(DATA EXCERPTS)
☆ ☆ ☆
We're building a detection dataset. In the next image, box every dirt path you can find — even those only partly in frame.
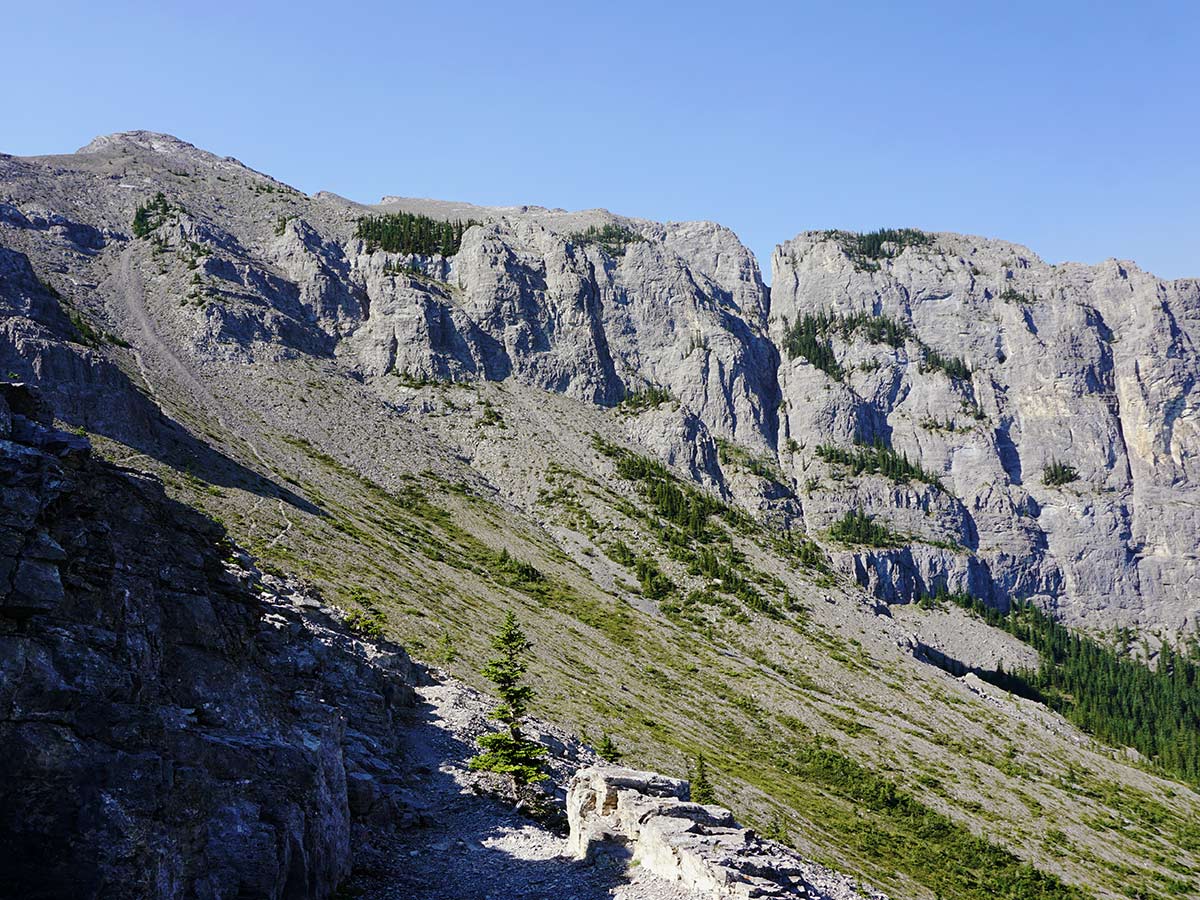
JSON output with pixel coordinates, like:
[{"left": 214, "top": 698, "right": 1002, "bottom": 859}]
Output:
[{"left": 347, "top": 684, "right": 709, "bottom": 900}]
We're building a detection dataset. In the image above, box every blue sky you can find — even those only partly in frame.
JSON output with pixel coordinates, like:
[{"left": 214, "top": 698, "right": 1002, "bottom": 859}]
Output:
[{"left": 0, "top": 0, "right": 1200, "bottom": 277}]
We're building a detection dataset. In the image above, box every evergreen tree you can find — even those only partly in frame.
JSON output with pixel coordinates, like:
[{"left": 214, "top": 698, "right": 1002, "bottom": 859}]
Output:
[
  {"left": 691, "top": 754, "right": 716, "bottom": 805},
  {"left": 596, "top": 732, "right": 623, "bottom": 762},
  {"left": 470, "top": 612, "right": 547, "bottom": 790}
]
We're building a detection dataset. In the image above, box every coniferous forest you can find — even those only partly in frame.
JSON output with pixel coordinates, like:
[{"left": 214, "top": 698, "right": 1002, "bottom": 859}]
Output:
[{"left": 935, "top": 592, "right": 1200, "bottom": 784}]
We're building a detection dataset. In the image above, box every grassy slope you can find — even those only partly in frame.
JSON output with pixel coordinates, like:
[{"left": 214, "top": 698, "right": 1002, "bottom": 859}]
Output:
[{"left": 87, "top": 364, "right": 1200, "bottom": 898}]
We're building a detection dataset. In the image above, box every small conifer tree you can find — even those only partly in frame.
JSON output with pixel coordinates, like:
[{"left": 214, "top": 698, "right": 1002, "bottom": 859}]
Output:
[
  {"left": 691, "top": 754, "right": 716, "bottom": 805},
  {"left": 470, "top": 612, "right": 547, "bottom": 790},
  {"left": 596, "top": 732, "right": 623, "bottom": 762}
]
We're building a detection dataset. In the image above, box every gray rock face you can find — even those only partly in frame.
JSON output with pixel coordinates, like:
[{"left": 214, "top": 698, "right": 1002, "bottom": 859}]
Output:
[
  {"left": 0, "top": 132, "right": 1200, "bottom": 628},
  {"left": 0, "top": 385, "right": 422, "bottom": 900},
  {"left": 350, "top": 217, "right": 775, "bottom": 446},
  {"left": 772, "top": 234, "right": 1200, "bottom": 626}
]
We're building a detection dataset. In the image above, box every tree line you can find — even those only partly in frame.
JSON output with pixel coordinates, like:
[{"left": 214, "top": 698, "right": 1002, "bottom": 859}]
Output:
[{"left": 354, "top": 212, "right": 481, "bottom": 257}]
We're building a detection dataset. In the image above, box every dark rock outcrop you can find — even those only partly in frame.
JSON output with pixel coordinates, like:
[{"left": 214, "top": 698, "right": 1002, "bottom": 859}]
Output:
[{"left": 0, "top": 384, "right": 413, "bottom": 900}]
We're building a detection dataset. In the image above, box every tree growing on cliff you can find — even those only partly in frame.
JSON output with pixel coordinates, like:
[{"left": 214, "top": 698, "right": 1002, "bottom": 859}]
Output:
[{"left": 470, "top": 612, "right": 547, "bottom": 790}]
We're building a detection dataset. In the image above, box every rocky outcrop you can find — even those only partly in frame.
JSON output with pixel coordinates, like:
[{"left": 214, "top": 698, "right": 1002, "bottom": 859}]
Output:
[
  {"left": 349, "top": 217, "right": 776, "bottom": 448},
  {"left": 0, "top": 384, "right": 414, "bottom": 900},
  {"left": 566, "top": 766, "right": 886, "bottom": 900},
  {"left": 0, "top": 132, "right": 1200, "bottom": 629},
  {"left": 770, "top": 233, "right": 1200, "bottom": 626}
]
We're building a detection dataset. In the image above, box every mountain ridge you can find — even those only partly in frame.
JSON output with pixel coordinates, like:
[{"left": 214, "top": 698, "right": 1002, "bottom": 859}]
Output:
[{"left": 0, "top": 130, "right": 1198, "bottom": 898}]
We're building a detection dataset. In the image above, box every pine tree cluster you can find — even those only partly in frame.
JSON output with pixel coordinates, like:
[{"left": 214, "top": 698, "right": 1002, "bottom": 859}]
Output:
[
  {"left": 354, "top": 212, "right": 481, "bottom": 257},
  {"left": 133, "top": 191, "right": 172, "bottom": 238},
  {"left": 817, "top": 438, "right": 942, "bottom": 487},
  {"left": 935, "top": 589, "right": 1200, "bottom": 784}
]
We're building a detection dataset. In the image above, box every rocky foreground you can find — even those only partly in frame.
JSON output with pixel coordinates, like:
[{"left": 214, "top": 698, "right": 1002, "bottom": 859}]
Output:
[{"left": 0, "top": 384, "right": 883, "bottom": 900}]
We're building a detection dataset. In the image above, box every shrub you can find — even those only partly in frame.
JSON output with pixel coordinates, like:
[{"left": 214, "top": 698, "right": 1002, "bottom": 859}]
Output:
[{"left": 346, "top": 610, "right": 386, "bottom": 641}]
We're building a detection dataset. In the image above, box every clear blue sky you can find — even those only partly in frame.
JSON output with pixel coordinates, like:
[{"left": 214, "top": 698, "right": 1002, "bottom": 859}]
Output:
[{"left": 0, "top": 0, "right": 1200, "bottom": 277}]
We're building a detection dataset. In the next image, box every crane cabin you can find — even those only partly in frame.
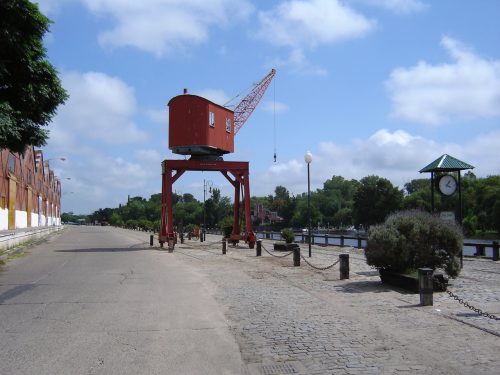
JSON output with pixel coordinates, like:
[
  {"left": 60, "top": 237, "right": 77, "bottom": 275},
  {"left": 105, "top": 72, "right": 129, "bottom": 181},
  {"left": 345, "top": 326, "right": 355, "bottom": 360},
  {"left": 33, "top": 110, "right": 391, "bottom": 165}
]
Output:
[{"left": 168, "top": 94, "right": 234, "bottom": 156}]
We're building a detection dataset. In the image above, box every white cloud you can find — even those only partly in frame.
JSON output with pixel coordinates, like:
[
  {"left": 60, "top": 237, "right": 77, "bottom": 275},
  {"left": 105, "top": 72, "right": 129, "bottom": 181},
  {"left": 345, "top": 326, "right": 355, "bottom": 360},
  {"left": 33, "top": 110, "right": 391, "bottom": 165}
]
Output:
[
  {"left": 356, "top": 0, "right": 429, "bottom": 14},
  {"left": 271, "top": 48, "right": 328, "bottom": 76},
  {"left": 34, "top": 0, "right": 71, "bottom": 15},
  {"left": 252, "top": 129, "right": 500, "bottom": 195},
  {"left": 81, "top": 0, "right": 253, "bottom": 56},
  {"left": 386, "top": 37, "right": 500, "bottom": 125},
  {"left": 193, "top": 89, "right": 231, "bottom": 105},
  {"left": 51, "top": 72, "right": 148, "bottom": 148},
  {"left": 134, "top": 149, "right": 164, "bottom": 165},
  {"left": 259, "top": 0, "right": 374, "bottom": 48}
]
☆ ☆ ☆
(REQUIRED WORK) Pick out each line of the items above that contains the word "next".

(ANSWER)
We're building a detection dataset. In the next image, box every dirt path you can find — even those only partly in frame.
We're building a detection dataset. In the next image, box every crane cabin you can find — even those only partly in frame.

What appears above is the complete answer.